SOURCE DATA START
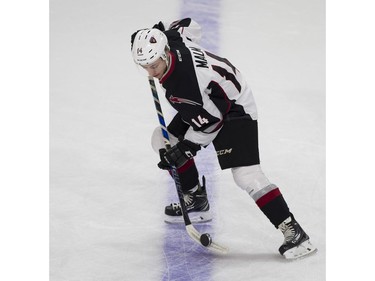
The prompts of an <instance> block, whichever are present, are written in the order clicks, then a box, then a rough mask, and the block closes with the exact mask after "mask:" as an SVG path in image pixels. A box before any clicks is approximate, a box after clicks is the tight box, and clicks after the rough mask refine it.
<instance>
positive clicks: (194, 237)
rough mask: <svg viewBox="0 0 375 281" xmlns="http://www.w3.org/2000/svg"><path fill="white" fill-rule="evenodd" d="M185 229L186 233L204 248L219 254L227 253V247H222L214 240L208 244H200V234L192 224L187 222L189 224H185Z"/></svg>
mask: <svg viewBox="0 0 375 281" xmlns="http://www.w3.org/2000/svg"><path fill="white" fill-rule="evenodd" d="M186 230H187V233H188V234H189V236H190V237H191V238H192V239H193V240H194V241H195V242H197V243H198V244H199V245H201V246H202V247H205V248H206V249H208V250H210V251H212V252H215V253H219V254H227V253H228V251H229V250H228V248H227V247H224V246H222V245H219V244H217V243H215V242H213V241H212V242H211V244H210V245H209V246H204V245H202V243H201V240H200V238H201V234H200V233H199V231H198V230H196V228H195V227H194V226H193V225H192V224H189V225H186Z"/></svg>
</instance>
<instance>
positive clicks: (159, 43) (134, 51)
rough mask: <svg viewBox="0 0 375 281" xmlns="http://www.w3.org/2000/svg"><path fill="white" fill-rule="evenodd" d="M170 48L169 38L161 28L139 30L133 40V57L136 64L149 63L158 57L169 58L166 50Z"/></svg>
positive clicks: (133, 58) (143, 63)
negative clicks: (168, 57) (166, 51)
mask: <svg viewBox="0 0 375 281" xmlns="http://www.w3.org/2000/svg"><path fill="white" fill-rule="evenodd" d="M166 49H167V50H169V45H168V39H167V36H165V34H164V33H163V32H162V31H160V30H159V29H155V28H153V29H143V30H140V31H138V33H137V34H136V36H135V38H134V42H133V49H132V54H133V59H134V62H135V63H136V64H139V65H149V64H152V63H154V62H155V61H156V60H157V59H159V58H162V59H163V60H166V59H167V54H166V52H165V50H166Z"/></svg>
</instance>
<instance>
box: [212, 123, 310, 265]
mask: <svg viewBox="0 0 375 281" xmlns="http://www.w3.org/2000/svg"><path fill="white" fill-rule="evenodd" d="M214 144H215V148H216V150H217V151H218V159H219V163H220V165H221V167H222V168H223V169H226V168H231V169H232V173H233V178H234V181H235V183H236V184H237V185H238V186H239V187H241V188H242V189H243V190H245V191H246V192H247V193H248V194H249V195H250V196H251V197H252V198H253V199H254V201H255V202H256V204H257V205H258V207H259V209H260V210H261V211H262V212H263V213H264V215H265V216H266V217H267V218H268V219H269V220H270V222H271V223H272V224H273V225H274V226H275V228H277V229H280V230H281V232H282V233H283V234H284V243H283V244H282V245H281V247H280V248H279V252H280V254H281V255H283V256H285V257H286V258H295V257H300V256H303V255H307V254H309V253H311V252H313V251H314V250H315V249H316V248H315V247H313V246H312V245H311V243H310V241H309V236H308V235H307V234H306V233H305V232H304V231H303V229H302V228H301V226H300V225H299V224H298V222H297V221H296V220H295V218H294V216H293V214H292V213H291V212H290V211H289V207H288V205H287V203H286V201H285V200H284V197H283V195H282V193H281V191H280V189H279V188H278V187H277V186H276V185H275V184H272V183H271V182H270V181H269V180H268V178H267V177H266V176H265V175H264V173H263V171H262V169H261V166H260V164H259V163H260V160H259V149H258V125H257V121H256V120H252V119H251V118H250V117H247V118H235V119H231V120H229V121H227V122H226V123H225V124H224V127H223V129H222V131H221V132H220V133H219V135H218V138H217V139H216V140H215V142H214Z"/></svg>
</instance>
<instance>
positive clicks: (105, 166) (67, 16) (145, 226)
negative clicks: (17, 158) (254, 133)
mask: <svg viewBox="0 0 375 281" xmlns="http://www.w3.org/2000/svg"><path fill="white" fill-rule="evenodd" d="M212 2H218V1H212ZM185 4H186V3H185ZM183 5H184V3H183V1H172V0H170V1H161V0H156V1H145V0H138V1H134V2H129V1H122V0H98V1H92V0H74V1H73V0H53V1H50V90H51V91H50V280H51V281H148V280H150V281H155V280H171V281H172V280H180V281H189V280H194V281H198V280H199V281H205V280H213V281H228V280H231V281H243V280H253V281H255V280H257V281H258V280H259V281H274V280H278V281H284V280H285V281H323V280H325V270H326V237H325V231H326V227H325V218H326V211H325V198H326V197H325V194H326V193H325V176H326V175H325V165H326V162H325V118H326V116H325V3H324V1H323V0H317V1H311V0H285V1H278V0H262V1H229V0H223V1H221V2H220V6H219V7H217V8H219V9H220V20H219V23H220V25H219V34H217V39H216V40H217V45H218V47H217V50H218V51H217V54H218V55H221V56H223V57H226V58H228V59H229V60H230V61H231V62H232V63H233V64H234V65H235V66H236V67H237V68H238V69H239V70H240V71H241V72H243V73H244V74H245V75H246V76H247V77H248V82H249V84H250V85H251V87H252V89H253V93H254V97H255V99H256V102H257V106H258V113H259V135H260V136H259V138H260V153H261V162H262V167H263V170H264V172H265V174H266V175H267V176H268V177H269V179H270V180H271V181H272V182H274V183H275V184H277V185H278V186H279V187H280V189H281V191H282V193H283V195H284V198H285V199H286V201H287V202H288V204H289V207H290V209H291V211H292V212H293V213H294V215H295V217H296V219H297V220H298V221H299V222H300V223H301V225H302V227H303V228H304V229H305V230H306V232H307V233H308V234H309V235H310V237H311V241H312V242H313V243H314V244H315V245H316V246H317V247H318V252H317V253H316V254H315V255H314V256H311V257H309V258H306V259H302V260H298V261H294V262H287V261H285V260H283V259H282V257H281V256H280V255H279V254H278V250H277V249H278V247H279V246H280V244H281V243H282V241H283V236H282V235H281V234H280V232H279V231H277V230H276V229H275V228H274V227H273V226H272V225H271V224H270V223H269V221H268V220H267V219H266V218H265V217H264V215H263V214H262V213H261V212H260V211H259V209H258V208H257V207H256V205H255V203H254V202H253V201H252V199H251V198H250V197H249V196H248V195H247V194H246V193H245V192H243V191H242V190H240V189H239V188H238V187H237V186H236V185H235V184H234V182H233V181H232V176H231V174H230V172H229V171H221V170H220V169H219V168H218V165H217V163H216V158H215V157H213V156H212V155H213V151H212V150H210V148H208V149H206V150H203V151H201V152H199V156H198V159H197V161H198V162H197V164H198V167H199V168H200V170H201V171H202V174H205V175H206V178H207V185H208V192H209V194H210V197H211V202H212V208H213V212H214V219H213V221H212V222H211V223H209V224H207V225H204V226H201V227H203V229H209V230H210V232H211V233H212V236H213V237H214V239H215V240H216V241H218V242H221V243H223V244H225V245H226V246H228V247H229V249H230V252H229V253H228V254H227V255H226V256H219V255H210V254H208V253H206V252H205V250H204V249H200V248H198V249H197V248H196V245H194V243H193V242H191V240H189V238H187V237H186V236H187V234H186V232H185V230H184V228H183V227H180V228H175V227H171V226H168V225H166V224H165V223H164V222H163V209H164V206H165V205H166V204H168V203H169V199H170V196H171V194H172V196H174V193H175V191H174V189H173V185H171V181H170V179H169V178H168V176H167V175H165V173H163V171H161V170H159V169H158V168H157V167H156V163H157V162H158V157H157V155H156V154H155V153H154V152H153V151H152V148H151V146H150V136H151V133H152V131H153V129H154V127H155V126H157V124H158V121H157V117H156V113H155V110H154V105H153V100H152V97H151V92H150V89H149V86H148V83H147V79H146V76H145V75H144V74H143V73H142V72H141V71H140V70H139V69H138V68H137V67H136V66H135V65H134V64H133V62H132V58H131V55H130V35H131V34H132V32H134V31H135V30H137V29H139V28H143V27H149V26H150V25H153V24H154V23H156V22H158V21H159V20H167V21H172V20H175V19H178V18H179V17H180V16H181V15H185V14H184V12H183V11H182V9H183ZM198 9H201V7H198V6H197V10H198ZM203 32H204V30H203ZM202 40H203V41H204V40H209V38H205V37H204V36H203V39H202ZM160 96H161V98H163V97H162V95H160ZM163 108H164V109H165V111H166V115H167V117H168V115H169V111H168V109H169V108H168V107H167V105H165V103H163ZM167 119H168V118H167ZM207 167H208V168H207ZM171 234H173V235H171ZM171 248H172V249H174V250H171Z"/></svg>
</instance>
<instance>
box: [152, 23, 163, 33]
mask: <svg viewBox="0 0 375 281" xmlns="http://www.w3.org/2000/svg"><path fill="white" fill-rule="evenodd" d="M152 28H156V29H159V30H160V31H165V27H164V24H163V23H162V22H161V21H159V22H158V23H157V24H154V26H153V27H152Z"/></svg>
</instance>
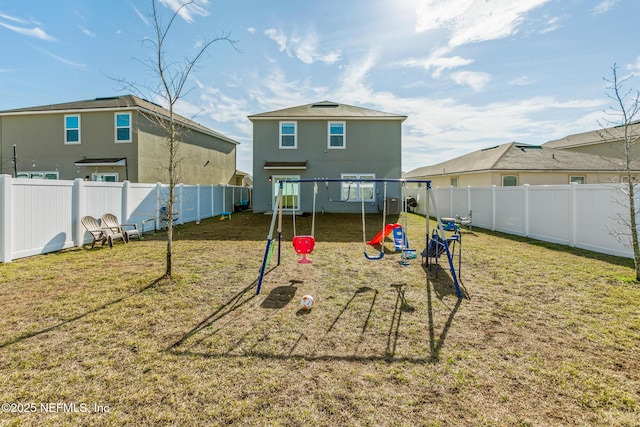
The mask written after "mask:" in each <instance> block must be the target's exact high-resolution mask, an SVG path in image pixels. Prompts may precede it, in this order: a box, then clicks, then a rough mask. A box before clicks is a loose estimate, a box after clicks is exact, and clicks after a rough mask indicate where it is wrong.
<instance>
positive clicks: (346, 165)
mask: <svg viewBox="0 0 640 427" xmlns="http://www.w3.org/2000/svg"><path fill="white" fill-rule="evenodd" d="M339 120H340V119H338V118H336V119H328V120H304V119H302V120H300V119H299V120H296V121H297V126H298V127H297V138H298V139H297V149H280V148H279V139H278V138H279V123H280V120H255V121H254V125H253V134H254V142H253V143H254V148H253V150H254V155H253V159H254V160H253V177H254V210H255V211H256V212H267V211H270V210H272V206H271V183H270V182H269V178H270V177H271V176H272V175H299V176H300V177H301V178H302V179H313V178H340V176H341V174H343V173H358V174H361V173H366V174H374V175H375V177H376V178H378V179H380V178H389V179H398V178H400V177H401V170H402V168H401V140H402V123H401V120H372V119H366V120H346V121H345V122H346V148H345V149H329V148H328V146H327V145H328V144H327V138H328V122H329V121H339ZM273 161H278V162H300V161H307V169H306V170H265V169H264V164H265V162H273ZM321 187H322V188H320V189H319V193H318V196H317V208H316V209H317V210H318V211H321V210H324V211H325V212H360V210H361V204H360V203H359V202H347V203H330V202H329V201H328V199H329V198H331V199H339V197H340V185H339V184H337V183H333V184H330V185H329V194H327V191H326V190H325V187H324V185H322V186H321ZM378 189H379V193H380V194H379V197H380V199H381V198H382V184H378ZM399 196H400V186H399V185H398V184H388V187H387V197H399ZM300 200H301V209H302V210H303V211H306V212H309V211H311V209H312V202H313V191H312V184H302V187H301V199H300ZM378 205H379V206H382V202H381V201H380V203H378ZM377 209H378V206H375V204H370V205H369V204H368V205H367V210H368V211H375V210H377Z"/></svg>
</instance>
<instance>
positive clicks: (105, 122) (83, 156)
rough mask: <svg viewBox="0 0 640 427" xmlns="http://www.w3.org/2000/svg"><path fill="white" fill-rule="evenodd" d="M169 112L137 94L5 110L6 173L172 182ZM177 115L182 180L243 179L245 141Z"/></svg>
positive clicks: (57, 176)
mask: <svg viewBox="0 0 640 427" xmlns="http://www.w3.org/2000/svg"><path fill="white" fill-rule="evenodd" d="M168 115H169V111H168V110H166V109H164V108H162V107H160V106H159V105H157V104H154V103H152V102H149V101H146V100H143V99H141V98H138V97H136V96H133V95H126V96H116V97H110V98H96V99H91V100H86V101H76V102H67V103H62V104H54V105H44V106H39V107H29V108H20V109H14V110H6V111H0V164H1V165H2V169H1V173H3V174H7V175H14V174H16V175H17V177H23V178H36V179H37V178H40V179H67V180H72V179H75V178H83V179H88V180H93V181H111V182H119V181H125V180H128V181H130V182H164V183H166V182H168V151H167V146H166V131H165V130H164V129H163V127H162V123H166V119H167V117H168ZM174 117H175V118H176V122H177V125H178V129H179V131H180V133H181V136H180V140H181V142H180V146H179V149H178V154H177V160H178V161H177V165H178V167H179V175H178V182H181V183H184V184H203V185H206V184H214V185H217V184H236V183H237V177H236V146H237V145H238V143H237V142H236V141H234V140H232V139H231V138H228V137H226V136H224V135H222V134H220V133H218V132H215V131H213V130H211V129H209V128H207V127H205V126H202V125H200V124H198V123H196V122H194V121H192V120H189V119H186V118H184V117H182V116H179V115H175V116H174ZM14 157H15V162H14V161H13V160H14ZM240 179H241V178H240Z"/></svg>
SOURCE DATA END
THE TASK »
Show each line of the listing above that contains the word "then", copied in full.

RESULT »
The prompts of an <instance> block, whichever are present, are written in the order clicks, then a box, then a rough mask, and the block closes with the exact mask after "mask:" as an SVG path in image pixels. A box before any clicks is approximate, a box after clicks is the tight box, and clicks after the rough mask refine it.
The mask written after "mask:" in each <instance> block must be the target's exact high-resolution mask, an SVG path in image pixels. Prompts may precede it, in this order: a box, then clicks, then a rough mask. A box before clicks is a loose estimate, a box after clicks is exact, and clicks after a rough mask indicate where it is wrong.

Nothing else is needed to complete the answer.